### EXERCISES
1 - Decide whether each statement agrees with the excerpt on RMIS research, answering yes or no and quoting the deciding words: (a) RMIS received 54 submissions after its call for proposals. (b) Only focus group facilitators attended the prioritisation meeting. (c) RMIS views the 2025 portfolio as a building block for long-term industry transformation.
2 - Write out the excerpt on RMIS research from "Oosthuizen added that, following" to "long-term industry transformation.", word for word.

### EXCERPT PROVIDED
Oosthuizen added that, following these discussions, each focus group facilitator presented a proposed research topic aligned with one of the eight themes at a prioritisation meeting attended by all facilitators, four industry representatives, and RMIS.

After debating and ranking, RMIS issued a call for proposals and received 54 submissions. The organisation then evaluated them and contracted experts before the final nine were approved and contracted.

Oosthuizen said that although each research project has specific outputs, RMIS views the 2025 portfolio as a strategic building block for long-term industry transformation.

“The expected outcomes of all the research build the foundation for future priority projects, ultimately contributing to the objectives in the [Red Meat Industry Strategy 2030],” he said.

These objectives include improving disease preparedness, strengthening market access through compliance and traceability, supporting progress in genetics, and promoting an inclusive value chain where commercial and smallholder farmers can compete effectively.

According to a press release, the Field to Future guides RMIS’s entire project portfolio and ensures that all interventions remain relevant, scientifically supported, and aligned with industry strategy.

Speaking in a press release, RMIS CEO Dewald Olivier said: “Our research strategy is built on listening. Every project is based on a practical challenge identified by the people who live and work within the red meat sector. This ensures our projects are relevant and positioned to deliver measurable results for the industry we serve.”

Natural language descriptions of regions:
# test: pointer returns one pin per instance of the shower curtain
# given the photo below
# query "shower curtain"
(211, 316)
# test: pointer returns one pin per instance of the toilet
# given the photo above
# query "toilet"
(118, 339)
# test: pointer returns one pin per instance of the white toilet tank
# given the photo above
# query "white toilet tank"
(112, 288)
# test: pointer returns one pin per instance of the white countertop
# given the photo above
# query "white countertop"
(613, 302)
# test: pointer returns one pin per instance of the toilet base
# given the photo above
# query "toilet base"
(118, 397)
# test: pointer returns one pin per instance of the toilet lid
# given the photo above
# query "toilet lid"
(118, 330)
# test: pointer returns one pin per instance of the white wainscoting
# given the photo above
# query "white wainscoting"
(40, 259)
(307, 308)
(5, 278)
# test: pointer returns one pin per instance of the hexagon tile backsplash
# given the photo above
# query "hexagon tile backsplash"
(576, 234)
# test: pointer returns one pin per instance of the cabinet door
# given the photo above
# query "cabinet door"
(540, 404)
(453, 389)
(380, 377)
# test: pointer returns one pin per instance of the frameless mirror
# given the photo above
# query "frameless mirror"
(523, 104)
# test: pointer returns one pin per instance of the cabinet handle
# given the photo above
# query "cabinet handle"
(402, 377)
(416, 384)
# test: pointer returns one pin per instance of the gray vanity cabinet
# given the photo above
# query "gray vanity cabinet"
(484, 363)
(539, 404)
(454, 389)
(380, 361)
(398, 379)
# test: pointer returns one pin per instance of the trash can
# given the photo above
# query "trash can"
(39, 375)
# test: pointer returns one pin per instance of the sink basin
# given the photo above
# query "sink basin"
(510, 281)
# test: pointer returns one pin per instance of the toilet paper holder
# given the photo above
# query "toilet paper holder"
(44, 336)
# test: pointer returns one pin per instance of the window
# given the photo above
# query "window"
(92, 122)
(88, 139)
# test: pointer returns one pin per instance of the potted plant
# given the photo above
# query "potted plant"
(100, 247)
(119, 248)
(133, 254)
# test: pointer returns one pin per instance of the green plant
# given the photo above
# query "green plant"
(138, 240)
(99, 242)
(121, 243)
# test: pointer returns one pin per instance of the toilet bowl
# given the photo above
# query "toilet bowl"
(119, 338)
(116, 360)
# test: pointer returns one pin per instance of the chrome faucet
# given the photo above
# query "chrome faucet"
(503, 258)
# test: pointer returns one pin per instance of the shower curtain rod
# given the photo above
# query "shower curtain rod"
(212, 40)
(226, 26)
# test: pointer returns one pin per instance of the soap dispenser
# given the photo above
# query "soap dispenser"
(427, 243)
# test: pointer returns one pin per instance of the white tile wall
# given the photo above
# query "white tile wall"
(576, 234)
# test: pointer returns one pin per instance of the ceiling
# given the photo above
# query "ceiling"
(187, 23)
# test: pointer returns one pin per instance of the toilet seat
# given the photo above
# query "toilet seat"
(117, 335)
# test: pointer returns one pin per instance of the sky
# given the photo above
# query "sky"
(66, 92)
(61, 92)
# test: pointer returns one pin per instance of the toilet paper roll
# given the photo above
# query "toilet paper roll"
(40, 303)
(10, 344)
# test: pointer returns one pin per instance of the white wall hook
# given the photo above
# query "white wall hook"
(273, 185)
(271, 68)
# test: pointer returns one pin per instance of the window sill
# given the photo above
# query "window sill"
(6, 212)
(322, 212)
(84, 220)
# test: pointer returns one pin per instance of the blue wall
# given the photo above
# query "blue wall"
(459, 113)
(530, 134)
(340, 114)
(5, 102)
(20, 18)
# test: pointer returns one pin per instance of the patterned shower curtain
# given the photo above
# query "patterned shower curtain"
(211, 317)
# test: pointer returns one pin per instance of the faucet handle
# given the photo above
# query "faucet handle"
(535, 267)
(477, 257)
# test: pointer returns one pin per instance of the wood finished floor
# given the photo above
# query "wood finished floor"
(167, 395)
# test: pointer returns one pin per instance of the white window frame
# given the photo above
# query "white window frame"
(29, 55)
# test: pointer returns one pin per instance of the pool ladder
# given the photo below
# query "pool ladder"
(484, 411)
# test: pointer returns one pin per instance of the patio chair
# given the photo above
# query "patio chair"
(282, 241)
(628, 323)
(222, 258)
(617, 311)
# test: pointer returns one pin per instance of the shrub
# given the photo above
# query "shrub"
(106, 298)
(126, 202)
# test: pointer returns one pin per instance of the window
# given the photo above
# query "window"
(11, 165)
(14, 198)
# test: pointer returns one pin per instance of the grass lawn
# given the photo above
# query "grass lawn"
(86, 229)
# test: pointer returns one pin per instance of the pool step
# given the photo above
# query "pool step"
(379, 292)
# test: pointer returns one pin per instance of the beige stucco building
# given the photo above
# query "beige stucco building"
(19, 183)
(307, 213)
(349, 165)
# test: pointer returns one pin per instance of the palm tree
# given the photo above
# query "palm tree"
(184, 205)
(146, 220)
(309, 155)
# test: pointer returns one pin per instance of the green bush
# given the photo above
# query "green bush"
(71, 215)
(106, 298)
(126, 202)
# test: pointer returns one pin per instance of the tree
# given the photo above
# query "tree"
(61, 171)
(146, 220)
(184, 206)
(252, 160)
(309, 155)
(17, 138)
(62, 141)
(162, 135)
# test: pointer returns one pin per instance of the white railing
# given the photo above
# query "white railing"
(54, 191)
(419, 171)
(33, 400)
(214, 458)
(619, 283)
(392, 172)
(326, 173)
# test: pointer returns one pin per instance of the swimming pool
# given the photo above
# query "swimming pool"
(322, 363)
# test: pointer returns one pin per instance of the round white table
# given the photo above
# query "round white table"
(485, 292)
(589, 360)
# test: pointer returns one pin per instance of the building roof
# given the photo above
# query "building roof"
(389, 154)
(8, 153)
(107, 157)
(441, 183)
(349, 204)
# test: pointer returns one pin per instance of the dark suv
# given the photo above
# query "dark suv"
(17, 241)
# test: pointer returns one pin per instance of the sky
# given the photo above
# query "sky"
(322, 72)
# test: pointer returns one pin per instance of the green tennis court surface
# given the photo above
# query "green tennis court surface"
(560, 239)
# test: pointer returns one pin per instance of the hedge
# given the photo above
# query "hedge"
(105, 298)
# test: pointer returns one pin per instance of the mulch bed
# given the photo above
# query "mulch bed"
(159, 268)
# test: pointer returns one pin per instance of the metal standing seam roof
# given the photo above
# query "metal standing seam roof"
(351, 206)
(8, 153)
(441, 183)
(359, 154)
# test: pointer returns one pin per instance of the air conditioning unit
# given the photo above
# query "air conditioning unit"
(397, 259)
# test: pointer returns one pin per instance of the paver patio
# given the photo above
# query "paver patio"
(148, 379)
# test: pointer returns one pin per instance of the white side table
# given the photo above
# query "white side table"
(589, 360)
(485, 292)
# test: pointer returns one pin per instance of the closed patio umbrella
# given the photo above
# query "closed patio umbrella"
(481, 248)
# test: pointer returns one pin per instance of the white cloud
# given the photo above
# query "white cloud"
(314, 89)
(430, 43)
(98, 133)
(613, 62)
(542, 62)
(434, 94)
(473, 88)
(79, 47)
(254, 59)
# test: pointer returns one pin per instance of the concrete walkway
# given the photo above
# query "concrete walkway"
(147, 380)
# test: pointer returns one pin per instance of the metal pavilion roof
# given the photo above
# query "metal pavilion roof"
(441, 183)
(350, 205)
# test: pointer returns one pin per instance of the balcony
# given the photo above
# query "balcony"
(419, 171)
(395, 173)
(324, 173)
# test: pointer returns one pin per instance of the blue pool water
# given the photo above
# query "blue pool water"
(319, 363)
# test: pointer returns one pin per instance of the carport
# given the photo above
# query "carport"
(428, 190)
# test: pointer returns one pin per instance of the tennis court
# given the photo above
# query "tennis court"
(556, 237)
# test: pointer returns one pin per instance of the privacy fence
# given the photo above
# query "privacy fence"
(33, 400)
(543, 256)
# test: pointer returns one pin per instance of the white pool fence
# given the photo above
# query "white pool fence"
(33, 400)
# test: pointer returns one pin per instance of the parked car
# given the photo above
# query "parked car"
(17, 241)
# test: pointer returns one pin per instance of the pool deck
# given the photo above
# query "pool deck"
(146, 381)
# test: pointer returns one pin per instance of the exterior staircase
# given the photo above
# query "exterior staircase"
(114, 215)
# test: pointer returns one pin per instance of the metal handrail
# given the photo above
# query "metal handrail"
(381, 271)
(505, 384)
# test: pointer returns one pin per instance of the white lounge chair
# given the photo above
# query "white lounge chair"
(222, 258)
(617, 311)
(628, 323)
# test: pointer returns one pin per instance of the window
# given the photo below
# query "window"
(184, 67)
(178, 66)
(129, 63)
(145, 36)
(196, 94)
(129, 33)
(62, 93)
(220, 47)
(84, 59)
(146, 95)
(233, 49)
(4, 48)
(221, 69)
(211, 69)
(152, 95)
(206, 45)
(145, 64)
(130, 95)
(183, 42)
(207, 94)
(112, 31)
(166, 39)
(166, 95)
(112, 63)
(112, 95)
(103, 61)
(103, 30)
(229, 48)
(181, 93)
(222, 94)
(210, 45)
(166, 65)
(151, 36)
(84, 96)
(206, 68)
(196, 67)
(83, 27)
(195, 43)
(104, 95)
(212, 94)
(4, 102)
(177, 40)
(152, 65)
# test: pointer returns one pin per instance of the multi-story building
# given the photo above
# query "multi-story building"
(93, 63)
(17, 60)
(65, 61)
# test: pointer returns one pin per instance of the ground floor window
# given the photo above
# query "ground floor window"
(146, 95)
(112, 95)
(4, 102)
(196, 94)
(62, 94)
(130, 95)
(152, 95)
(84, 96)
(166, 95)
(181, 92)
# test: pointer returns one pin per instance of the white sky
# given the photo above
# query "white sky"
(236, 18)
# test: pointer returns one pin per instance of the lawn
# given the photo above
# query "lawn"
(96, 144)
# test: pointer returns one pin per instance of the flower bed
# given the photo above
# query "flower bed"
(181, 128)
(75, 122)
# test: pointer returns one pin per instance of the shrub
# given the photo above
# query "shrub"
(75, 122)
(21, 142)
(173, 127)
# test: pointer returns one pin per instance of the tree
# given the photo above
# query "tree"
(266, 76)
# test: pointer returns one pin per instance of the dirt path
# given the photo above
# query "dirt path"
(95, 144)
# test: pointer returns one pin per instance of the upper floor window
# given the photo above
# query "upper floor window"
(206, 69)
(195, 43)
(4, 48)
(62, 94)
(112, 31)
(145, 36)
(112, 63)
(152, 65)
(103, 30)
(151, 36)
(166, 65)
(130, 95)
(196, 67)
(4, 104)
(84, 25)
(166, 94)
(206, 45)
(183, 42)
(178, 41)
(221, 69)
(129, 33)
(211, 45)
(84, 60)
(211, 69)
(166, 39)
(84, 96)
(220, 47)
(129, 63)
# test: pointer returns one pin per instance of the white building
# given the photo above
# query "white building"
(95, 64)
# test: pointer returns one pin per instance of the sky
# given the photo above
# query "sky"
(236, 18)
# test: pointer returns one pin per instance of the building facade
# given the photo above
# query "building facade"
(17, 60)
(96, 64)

### RESPONSES BY ITEM NUMBER
1 -
(a) Yes: "RMIS issued a call for proposals and received 54 submissions"
(b) No: "attended by all facilitators, four industry representatives, and RMIS"
(c) Yes: "RMIS views the 2025 portfolio as a strategic building block for long-term industry transformation"

2 -
Oosthuizen added that, following these discussions, each focus group facilitator presented a proposed research topic aligned with one of the eight themes at a prioritisation meeting attended by all facilitators, four industry representatives, and RMIS.

After debating and ranking, RMIS issued a call for proposals and received 54 submissions. The organisation then evaluated them and contracted experts before the final nine were approved and contracted.

Oosthuizen said that although each research project has specific outputs, RMIS views the 2025 portfolio as a strategic building block for long-term industry transformation.